## Start EXCERPT PROVIDED

Hi, i have a 8.5 months old female rottweiler. I have done the steps you recommend to correct food aggression since she was 2 months old, as prevention, with success.
She has recently returned from dog professional training and today snapped at my 3 year old because she approached her bone.
No aggression yet with my 6 year old when playing with a ball together. Some people say rottweilers never forget and once they attacked a person they feel is weak they will do it again….i believe in her and that she can be trained again.
What do you guys think?
Hi Moni, I’m not sure what type of professional training your pup has been doing… I’m guessing it was a residential program. If it was for protection/guarding then that could well be the source of the problem. Even if it was purely obedience training, being out of the home environment can upset a pup’s sense of balance and behavior.
Unfortunately not all professional trainers understand this type of breed, and the methods used to train them can be too harsh, also protection training can confuse a pup and personally I wouldn’t recommend that type of training for a family pet. It’s not a good fit.
Having said all that, your pup is still the same pup she has always been and you just need to work with her to reinforce the bond and respect between you and her, and between her and your children.

## End EXCERPT PROVIDED

**REQUIREMENT 1**
In the rottweiler discussion, why did the dog snap at the 3-year-old?
**REQUIREMENT 2**
Pick up the rottweiler discussion where it ends and carry it forward.

## Start MATERIAL SUPPLIED

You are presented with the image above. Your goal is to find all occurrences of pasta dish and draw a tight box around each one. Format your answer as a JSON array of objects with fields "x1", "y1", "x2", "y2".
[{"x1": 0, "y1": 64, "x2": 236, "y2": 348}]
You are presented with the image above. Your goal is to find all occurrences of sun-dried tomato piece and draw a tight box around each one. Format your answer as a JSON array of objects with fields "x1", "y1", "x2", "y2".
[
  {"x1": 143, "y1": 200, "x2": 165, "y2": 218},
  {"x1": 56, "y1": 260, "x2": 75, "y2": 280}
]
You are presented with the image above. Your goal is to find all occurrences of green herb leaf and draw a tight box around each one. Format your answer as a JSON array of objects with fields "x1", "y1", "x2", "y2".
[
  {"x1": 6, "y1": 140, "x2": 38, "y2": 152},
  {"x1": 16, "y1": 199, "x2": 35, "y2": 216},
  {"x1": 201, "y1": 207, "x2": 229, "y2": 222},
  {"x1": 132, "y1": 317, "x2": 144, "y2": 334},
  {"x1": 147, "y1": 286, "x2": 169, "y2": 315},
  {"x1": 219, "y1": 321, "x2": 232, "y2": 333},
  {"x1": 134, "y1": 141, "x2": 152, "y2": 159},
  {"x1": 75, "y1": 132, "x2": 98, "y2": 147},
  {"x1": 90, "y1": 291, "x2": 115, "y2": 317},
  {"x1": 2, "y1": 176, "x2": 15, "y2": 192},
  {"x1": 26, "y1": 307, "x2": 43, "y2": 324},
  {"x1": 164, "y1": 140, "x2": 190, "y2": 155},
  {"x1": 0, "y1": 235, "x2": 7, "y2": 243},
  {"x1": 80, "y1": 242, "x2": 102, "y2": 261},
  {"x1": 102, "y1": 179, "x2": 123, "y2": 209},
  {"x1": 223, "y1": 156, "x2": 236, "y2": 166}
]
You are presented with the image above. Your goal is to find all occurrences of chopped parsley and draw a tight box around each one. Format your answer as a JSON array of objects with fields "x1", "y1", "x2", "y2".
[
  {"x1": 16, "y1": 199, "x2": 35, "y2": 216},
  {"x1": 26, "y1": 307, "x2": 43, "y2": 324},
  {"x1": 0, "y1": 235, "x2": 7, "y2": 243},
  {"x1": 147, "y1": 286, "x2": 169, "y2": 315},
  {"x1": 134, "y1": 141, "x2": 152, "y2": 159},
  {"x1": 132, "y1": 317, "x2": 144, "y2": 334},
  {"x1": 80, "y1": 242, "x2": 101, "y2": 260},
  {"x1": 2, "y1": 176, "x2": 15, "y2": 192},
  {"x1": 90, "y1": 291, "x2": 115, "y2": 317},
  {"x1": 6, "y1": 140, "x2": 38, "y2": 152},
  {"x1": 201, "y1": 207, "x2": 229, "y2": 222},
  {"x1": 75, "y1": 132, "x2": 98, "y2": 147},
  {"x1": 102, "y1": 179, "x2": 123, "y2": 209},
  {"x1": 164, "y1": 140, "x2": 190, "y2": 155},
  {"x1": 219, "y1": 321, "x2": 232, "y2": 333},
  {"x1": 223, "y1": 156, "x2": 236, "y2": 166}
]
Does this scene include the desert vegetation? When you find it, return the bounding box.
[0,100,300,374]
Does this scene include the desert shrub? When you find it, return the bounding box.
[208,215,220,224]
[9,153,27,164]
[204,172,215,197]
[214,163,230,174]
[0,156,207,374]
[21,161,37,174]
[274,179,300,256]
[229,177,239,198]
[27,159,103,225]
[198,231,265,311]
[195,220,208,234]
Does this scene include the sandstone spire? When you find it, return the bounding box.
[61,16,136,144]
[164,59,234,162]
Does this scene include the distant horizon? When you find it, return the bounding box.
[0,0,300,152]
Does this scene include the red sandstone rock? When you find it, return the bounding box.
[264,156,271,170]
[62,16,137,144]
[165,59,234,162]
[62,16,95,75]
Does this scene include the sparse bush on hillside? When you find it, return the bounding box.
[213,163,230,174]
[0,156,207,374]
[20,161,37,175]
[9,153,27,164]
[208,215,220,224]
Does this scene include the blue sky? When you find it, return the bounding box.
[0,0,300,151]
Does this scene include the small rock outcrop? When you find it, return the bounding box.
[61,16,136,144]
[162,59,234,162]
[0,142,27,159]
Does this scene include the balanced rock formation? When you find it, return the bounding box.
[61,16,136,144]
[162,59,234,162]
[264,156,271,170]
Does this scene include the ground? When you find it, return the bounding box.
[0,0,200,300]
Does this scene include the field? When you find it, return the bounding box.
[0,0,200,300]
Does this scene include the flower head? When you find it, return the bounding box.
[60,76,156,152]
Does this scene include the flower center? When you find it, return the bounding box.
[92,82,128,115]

## End MATERIAL SUPPLIED

**EXPECTED ANSWER 1**
The 3-year-old approached her bone.

**EXPECTED ANSWER 2**
Pups often see children as siblings, and that is what’s happening here. The younger the child the more likely this is going to happen. You will need to supervise interaction between your children and your pup carefully for a while and work to remind her that ALL humans are above her in terms of authority.
To do this, involve your children in as many aspects of her care as you can. Even the 3 year old can help feed her, groom her, and enjoy asking her to ‘sit’ or ‘down’ and give her a treat for obeying. Dogs respect whoever controls the resources of the pack (these include food, shelter and love), so making sure your children are seen to be in control of these things will help.
Don’t over-react and assume your Rottie pup is now ‘aggressive’ or ‘dangerous’. Unless she’s had very thorough (and poorly done) protection training she will still recognize the rules and behavior expectations she did before, you just need to remind her of them.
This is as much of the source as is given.